▸ PROBLEM TO WORK ON:
Reproduce the listing below verbatim, every line in its original order.

▸ INPUT ROWS:
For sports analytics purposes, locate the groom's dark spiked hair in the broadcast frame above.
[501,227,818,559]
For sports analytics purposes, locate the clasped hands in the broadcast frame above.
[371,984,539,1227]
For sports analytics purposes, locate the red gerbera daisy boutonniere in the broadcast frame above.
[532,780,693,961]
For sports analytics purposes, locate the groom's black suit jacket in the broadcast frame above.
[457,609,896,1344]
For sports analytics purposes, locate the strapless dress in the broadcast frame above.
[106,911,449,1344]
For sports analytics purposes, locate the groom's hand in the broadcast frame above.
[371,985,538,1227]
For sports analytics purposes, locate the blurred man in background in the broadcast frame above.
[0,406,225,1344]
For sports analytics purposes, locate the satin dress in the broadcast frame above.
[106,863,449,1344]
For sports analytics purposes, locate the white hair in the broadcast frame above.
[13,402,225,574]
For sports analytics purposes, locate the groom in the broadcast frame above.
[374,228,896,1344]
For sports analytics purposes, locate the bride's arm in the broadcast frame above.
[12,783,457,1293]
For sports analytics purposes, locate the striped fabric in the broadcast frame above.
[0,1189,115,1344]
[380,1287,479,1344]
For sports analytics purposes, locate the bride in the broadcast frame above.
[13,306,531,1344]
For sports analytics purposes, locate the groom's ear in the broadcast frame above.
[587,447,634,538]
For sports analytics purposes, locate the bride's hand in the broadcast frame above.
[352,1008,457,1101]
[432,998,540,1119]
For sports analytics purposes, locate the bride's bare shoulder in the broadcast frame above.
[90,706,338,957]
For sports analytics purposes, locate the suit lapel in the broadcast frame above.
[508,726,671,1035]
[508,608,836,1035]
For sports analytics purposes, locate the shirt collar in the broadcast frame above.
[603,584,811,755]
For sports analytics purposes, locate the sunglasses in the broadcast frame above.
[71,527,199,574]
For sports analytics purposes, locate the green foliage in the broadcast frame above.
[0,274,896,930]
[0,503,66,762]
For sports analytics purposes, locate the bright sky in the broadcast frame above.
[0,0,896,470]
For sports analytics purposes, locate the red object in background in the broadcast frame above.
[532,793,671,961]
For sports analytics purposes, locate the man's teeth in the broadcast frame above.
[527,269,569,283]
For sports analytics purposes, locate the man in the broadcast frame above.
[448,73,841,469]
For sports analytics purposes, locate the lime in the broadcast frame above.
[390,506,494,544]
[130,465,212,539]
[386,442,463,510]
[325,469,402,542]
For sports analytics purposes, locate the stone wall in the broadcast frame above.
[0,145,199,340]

▸ TASK RESULT:
For sports analytics purposes, locate the groom's dark spiked hair in the broadcast frame above.
[501,227,818,559]
For sports analytics purposes, locate the clasped hands in the broadcast frame above.
[371,984,539,1227]
For sports analytics purposes, locate the red gerbera daisy boutonniere in the broadcast frame above.
[532,780,693,961]
For sports analytics purposes, locate the groom's black suit jacket in the broadcast frame above.
[457,609,896,1344]
For sports analytics purposes, locate the strapless dress in the broadcast frame above.
[106,911,449,1344]
For sports analytics purposes, locate the groom's hand in the broadcast frame above.
[371,985,538,1227]
For sports analytics purposes, locate the blurred man in background in the broadcast frame above.
[0,406,225,1344]
For sports analytics purposes, locate the satin dress in the broadcast frame above.
[106,863,449,1344]
For sports analytics purposes, locate the white hair in the broadcast frame above.
[13,402,225,574]
For sports analytics purposes, locate the groom in the broadcast frame above.
[374,228,896,1344]
For sports analytics purposes, locate the bride's arm in the broadcast frame above.
[12,783,457,1293]
For sports analytics purposes, locate the striped fabric in the broadcast frame above.
[0,1189,115,1344]
[380,1287,479,1344]
For sports analytics purposes, locate the bride in the broadcast frame above.
[13,306,531,1344]
For sports analytics purposes, locate the groom's ear in the broadcast frame above.
[587,447,634,538]
For sports analytics purposes, locate the bride's hand in the broadcast frame above.
[352,1008,457,1101]
[432,998,540,1119]
For sports analytics purposes, locate the bride's bare shoulder in the broadcast frame above.
[90,706,338,957]
For sports analytics purposes, locate the suit lapel in the broadcast frame above.
[508,726,671,1035]
[508,608,836,1035]
For sports analytics purposes, locate the shirt collar in the broadcast frame above.
[603,584,811,755]
For sports analytics purposes, locate the sunglasses in the broadcast frame above.
[71,527,199,574]
For sports analytics purposes, locate the green foliage in the broadcast frame above.
[0,274,896,930]
[0,503,66,762]
For sports analytics purposes, locate the bright sky in the broadcast frame above.
[0,0,896,470]
For sports analytics purposes, locate the red object in background in the broadcast frame above.
[532,793,671,961]
For sports analytics purposes, locate the man's teeth in the broadcast frame above.
[527,269,569,283]
For sports analytics purposes, locate the man in the broadcast frame above.
[448,73,841,469]
For sports analytics purposes, locate the lime in the broadcast frame above.
[390,506,494,544]
[130,465,212,539]
[386,442,463,510]
[325,469,402,542]
For sports analytics purposes, locate the stone wall in the broadcast frame above.
[0,145,199,340]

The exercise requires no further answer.